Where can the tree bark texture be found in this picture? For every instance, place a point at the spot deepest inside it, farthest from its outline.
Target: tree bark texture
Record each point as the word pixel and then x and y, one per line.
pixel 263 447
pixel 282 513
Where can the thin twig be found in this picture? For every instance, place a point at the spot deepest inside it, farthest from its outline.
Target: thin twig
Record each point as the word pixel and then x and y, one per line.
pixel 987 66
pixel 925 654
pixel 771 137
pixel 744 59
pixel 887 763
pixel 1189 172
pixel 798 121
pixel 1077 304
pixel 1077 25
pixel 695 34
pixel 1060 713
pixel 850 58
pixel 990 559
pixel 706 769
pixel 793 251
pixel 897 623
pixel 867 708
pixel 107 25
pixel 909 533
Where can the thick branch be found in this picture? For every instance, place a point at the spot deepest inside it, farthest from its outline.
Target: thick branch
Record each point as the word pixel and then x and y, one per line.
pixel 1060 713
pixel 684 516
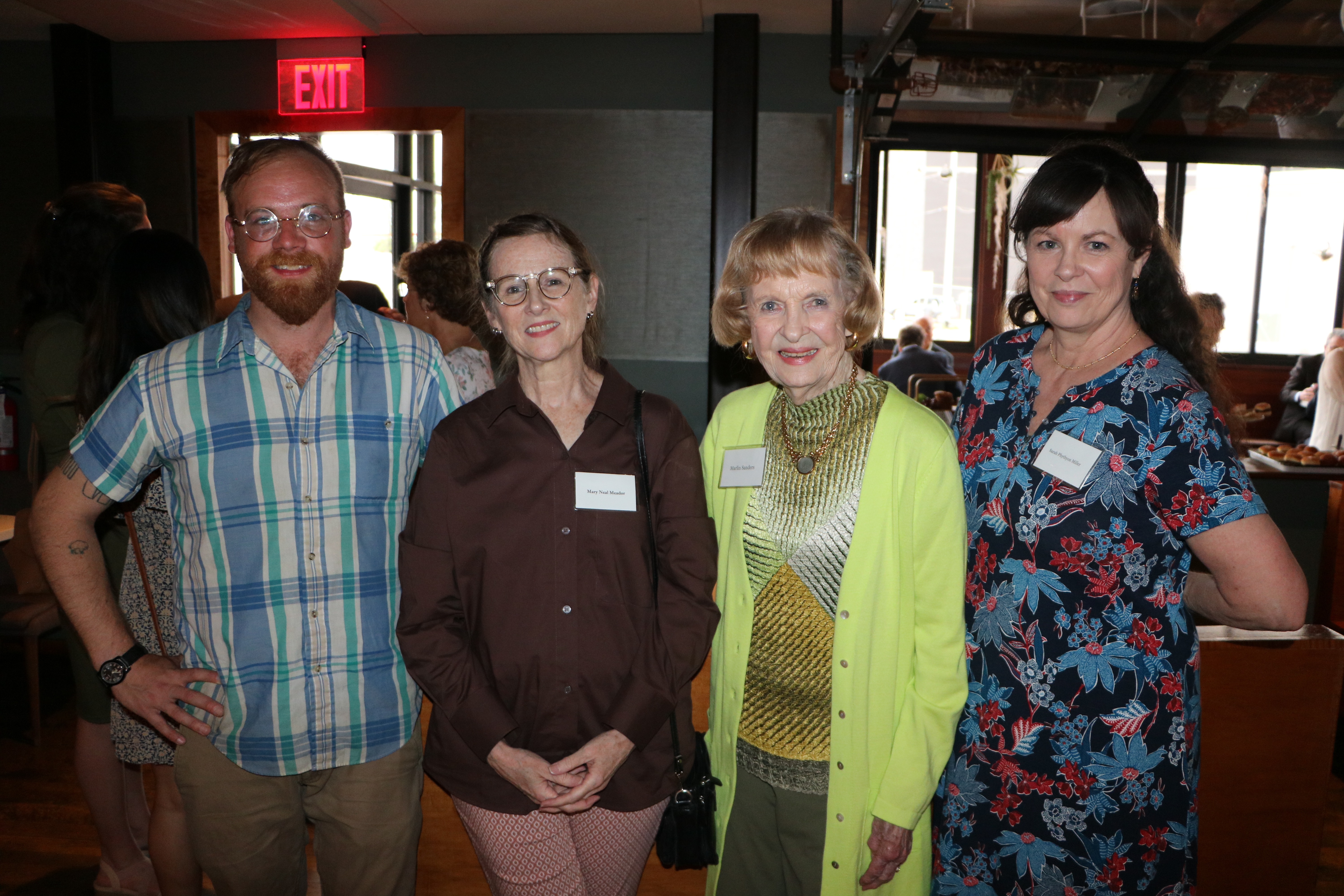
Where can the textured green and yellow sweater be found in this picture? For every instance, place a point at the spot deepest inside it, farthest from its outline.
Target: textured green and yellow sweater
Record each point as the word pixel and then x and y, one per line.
pixel 796 536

**Work instructions**
Please print an exact copy of the records, with no pictures.

**Response to this exercise**
Where can the tree bark texture be found in this picture? For every instance, place a point at the spot deepest inside it, farthest from its outline.
Target: tree bark texture
Record each point as the word pixel and then x and y, one per line.
pixel 263 447
pixel 282 513
Where can the thin twig be found in this picture? For every instance, place a point at the spot deepest inside it, farthest from its outline.
Target: thin twig
Record each point as the word pixel and then x and y, one per line.
pixel 987 66
pixel 925 654
pixel 771 137
pixel 744 59
pixel 887 763
pixel 1189 172
pixel 798 121
pixel 1077 304
pixel 1077 25
pixel 695 34
pixel 1060 713
pixel 850 58
pixel 990 559
pixel 706 769
pixel 793 251
pixel 897 623
pixel 867 708
pixel 107 25
pixel 909 533
Where can the thick branch be found in this picture? For every instance, place a point at the spot deepest inside it, farthest from its outline.
Target: thick branch
Record each point as the word pixel and then x and y, one per line.
pixel 1060 713
pixel 684 516
Where can the textured green and yellow sweater be found in this picture? For every instance, place a point at the spot deepest inside it, farthest from its outline.
Target: textured green and yellow sweater
Record each point as the word pixel and then x and y, one per line.
pixel 796 536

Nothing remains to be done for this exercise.